Instruction:
Starting with the line that contains "indicate the dark coat with a point" and going on through the end of the records, write every line out again, requests included. Multiply each point coordinate in the answers by 2.5, rounding to whole numbers with halves rounded up, and leave the pictures out.
* start *
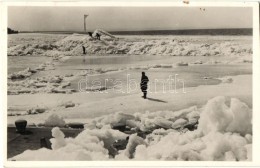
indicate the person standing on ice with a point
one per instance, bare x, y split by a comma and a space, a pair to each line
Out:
98, 36
143, 84
84, 52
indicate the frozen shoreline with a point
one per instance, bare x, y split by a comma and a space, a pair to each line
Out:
88, 105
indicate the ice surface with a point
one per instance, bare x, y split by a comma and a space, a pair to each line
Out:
224, 133
54, 120
217, 116
72, 45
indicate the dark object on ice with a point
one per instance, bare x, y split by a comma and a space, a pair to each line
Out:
157, 100
76, 125
44, 143
20, 126
84, 50
90, 34
117, 145
119, 126
120, 144
98, 36
143, 84
191, 126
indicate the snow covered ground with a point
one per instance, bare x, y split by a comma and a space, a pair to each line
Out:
216, 100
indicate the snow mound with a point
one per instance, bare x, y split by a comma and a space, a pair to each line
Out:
54, 120
72, 45
218, 117
224, 133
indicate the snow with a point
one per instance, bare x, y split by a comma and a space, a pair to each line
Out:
222, 134
54, 120
217, 116
175, 46
224, 124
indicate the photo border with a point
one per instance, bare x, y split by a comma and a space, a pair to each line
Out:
256, 86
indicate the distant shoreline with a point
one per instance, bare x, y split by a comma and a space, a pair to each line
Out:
233, 31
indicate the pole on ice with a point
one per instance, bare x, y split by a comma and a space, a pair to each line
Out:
85, 16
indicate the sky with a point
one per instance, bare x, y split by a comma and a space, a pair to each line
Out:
127, 18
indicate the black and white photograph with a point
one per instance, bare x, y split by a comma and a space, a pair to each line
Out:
130, 83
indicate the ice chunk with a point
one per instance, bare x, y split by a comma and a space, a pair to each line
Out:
54, 120
58, 141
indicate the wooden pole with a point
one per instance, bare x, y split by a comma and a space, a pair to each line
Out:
85, 16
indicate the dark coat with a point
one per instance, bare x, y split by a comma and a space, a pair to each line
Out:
144, 82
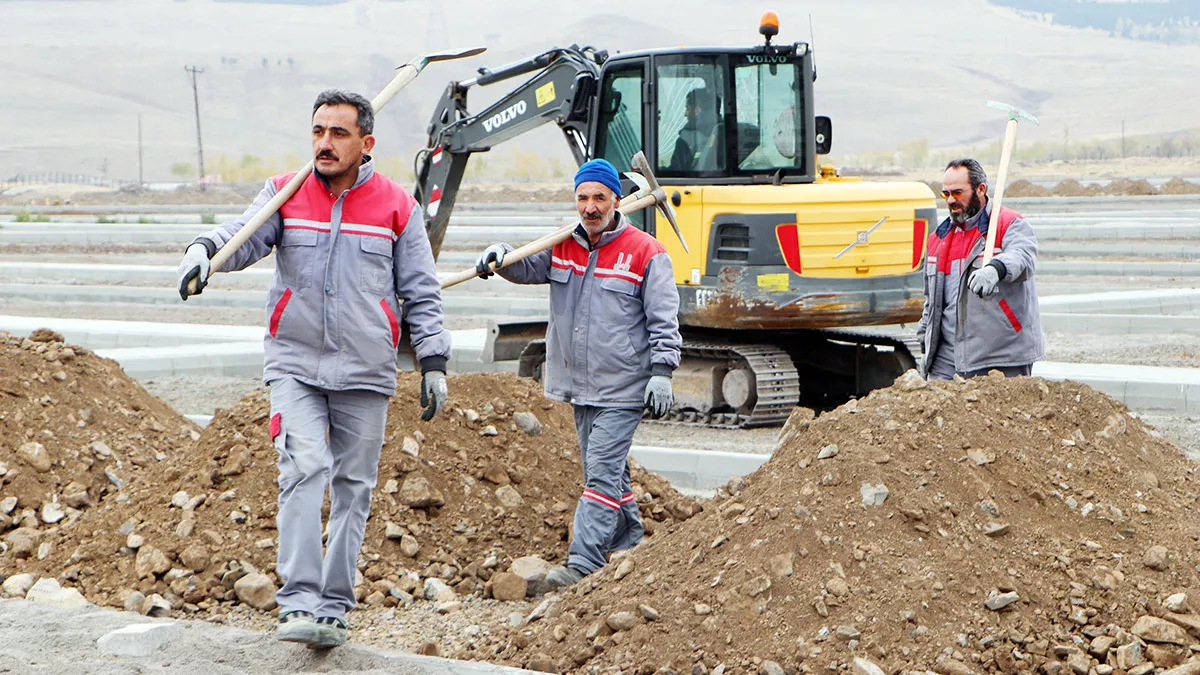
* end *
The completed task:
indicate the dark coat with a point
one per instance, bare x, y split by a comma and a space, a pair to each line
Out:
360, 205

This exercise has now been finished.